Joseph married his wife, Rachael, in 1847, whose maiden name may also have been Jacobs. (The BMDIndex has two Rachels on the registry page for Joseph Jacobs, so until I can obtain the actual records, I am not sure if she was Rachel Levy or Rachael Jacobs.)
Joseph and Rachel had a son, Solomon, born in 1848, and a son Reuben, born in 1850. Both were living with Rachel on the 1851 England census. Rachel was listed as the sister of the head of household, whose name was Abraham Abrahams; his wife’s name was Elizabeth. I cannot find a Rachel Abrahams on the marriage registry on the BMDIndex, and although I did find an Abraham Abrahams married to an Elizabeth Levy, I also wonder whether the census taker took down Abraham’s name incorrectly since there is also an Abraham Jacobs married to an Elizabeth.
At any rate, the bigger question is— where was Joseph?
My guess was that he was in the US, preparing to move the family to Philadelphia. I could not find him, however, on the 1850 US census nor could I find him on a ship manifest for that time period. I did, however, find a Joseph Jacobs on the 1851 England census as a visitor in Birmingham, England; he was listed as born in Middlesex, London, and his occupation was as a general dealer, so my guess is that Joseph was simply away on business the day the census was taken.

Data block:
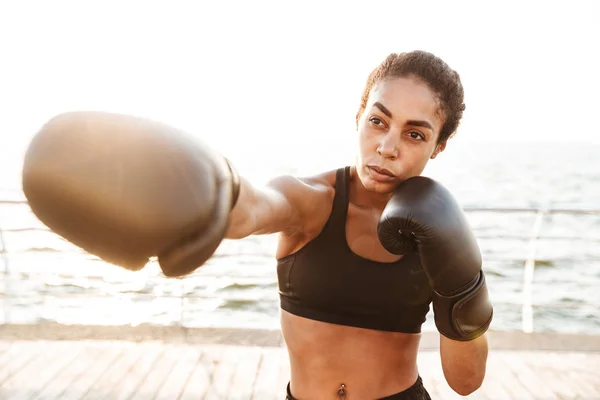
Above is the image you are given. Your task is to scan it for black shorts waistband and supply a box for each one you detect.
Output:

Parts of the exercise:
1) From the Jacobs family history text, extract the passage from "At any rate, the" up to and including "census was taken.".
2) Continue the family history of Joseph and Rachel Jacobs, starting after its last sentence.

Responses for each task:
1)
At any rate, the bigger question is— where was Joseph?
My guess was that he was in the US, preparing to move the family to Philadelphia. I could not find him, however, on the 1850 US census nor could I find him on a ship manifest for that time period. I did, however, find a Joseph Jacobs on the 1851 England census as a visitor in Birmingham, England; he was listed as born in Middlesex, London, and his occupation was as a general dealer, so my guess is that Joseph was simply away on business the day the census was taken.

2)
Joseph and his family left England and, like Joseph’s sister Rachel, settled in Philadelphia. It appears that Rachel Jacobs and her three children, Solomon (4), Reuben (2) and Emanuel, who was described as an infant, left in 1853 along with her brother-in-law, fourteen year old Lazarus (L. Jacobs on the manifest).
Her husband Joseph may not have left until 1854.
These dates make sense because according to the 1860 US census, their daughter Frances or Fanny was born in England and was six at the time of the census in 1860, but their daughter Esther was born in Pennsylvania and was already two years old in 1860.
What seems inconsistent, however, is that Frances/Fanny is not on the ship manifest with either her mother Rachel or her father Joseph. Perhaps the 1860 census was incorrect, and Frances was born shortly after arriving in the US, but the 1870 census also has her listed as born in England, so more likely she just wasn’t included on the ship manifest. Emanuel Jacobs, however, although listed on the ship manifest, is not included in the 1860 census. In fact, a later born child was named Emanuel, born in 1866. So was “Emanuel” on the manifest really Frances? Or did the first Emanuel die?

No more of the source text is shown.